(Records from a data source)
══════

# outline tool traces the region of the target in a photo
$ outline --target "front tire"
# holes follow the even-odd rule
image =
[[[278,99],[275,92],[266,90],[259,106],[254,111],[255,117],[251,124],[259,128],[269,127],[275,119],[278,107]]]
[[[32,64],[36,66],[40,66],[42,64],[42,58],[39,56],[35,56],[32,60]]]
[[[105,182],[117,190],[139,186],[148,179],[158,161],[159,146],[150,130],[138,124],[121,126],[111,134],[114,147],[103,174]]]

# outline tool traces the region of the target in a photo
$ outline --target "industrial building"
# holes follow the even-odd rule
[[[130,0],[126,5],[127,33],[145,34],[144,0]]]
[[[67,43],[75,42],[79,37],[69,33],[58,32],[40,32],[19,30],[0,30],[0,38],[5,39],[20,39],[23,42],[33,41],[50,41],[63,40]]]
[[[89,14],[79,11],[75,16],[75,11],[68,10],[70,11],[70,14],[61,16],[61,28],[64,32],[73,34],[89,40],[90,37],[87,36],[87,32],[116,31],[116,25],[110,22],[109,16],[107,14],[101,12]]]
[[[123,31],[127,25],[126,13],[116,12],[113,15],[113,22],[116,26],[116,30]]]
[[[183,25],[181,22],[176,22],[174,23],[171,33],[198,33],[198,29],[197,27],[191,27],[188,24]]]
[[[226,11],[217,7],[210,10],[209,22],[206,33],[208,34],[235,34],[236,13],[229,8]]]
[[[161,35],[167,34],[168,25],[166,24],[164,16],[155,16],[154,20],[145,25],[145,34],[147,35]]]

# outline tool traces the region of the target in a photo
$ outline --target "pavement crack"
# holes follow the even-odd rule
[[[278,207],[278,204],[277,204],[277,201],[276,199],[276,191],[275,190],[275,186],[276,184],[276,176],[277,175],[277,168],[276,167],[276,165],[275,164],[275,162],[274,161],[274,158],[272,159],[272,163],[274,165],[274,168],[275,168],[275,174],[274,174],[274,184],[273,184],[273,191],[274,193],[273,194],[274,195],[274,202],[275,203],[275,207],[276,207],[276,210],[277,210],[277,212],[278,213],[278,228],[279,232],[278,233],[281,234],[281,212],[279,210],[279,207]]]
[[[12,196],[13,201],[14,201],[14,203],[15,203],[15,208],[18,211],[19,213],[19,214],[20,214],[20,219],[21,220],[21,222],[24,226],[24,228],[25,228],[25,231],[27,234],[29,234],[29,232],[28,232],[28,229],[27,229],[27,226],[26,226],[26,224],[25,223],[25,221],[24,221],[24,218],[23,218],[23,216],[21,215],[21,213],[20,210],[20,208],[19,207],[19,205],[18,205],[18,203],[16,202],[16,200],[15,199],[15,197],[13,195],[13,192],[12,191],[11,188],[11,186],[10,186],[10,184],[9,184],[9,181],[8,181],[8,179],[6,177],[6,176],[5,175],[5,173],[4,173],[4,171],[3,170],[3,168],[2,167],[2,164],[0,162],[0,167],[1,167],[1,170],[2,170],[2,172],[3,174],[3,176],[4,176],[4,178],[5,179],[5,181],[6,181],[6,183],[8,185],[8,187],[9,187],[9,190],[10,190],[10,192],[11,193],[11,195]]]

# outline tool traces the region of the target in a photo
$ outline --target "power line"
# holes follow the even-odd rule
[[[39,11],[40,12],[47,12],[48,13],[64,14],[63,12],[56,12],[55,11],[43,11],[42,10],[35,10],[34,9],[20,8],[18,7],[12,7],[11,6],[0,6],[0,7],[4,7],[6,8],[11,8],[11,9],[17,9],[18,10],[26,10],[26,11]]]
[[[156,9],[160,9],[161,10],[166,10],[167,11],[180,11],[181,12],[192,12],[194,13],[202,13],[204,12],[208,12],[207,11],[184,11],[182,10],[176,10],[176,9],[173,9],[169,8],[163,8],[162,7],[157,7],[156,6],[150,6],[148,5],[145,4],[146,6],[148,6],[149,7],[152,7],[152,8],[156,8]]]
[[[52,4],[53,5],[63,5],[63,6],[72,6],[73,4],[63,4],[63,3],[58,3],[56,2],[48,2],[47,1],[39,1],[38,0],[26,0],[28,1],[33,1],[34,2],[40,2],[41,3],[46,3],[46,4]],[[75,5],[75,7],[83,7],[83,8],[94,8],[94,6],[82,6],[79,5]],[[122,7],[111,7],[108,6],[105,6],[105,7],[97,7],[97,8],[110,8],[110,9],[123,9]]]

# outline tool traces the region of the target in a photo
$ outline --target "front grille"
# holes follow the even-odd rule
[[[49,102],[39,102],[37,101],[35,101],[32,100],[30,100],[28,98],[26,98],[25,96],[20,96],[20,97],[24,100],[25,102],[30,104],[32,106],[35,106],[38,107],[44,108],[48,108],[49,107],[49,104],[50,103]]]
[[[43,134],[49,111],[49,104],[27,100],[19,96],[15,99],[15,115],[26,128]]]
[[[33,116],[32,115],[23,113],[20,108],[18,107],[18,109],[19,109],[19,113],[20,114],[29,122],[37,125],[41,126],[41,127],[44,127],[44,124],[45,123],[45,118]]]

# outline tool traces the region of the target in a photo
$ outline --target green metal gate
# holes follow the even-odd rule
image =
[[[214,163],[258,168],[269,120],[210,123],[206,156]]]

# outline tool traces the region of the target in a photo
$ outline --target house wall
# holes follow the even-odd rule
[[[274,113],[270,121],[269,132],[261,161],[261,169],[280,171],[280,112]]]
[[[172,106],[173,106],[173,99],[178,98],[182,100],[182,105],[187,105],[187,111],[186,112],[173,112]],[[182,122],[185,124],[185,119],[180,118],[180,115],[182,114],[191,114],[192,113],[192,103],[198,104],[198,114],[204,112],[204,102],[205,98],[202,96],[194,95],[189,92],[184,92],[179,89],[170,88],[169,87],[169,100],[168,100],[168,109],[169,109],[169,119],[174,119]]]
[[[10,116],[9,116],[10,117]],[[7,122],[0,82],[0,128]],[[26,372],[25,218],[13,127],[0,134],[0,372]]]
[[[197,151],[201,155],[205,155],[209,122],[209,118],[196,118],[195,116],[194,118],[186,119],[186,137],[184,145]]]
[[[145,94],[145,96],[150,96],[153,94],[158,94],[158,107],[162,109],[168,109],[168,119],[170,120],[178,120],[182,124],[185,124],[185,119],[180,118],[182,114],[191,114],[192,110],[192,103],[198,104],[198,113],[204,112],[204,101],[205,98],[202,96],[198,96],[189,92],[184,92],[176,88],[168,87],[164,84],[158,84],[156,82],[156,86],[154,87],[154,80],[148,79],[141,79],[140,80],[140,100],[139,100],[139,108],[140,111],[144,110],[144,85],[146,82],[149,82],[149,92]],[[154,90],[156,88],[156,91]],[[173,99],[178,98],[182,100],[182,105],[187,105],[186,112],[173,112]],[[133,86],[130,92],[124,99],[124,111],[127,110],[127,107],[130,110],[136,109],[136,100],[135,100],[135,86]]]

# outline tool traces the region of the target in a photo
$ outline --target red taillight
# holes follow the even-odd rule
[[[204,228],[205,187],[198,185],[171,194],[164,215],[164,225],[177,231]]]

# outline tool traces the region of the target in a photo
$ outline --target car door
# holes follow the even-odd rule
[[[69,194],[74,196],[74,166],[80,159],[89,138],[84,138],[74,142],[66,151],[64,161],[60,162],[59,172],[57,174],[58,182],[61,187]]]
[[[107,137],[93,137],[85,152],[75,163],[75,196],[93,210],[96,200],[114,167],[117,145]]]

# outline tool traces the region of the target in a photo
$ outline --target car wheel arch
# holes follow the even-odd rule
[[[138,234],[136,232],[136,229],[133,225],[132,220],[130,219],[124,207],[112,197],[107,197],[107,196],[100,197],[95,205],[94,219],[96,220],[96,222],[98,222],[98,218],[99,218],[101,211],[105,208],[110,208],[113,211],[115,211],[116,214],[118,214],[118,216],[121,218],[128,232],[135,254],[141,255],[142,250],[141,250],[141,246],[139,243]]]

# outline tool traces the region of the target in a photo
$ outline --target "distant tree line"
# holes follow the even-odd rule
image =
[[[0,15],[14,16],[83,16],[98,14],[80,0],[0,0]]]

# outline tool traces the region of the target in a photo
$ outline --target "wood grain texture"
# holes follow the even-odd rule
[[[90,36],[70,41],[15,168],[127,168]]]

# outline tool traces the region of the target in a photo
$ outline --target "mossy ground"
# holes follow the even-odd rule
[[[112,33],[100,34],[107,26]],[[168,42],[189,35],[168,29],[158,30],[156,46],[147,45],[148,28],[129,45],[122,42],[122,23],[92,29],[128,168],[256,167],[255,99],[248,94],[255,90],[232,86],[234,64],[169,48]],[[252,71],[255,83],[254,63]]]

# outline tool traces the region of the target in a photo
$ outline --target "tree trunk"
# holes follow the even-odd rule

══════

**Problem requirements:** List every line in the entries above that contains the string "front", treating uppercase and lowercase as different.

**Response to this task:**
$ outline --target "front tire"
$ outline --target "front grille"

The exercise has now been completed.